-- To do --
Rewrite everything from the start of the data down to the line containing "7 39 L 15 38", putting "border" in place of "outline" and leaving every other part of those lines unchanged.

-- Provided material --

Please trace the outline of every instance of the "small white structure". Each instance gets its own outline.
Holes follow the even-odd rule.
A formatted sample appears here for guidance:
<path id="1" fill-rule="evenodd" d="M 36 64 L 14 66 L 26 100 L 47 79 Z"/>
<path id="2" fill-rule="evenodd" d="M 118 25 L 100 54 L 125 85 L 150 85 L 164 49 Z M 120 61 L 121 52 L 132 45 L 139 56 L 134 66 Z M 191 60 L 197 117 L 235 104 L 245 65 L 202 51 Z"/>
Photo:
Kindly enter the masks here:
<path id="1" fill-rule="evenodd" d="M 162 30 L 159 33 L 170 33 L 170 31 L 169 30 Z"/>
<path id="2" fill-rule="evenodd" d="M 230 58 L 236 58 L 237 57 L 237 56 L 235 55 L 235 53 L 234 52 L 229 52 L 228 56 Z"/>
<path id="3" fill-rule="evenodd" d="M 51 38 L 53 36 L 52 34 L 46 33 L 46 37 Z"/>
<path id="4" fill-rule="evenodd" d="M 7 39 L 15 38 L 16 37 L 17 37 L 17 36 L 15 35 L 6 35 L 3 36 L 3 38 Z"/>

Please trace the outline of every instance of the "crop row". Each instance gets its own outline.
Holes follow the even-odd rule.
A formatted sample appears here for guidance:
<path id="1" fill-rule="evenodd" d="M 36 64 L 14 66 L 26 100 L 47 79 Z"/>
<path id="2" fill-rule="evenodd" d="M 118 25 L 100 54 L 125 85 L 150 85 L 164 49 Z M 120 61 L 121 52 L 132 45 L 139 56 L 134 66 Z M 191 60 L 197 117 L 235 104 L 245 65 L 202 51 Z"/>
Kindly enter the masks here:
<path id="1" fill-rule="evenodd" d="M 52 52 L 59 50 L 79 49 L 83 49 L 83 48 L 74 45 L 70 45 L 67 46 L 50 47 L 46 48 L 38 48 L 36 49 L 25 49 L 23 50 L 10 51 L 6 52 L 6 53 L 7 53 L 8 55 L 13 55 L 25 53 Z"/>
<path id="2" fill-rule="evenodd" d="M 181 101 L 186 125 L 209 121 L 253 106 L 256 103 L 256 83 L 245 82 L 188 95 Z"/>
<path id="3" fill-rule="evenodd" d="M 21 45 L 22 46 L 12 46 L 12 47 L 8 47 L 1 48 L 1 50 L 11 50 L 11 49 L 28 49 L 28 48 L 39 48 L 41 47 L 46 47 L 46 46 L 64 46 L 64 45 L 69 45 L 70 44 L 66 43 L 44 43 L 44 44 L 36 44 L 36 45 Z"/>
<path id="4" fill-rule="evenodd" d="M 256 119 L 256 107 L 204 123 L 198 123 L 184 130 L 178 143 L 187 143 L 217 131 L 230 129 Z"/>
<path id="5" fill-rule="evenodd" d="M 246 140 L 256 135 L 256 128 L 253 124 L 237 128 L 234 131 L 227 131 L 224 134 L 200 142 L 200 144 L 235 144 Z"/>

-- Result below --
Please trace the border of every instance of the "small white structure". Each instance gets its own border.
Holes follow the even-odd rule.
A formatted sample appears here for guidance:
<path id="1" fill-rule="evenodd" d="M 36 64 L 14 66 L 26 100 L 47 79 Z"/>
<path id="2" fill-rule="evenodd" d="M 118 25 L 100 54 L 125 85 L 150 85 L 164 49 Z M 120 61 L 121 52 L 132 45 L 139 56 L 134 66 Z M 191 60 L 197 117 L 235 104 L 245 65 L 202 51 Z"/>
Photo:
Kindly enter the masks here:
<path id="1" fill-rule="evenodd" d="M 162 30 L 159 33 L 170 33 L 170 31 L 169 30 Z"/>
<path id="2" fill-rule="evenodd" d="M 230 58 L 236 58 L 237 57 L 237 56 L 235 55 L 235 53 L 234 52 L 229 52 L 228 56 Z"/>
<path id="3" fill-rule="evenodd" d="M 51 38 L 53 36 L 52 34 L 46 33 L 46 37 Z"/>
<path id="4" fill-rule="evenodd" d="M 7 39 L 15 38 L 16 37 L 17 37 L 17 36 L 15 35 L 6 35 L 3 36 L 3 38 Z"/>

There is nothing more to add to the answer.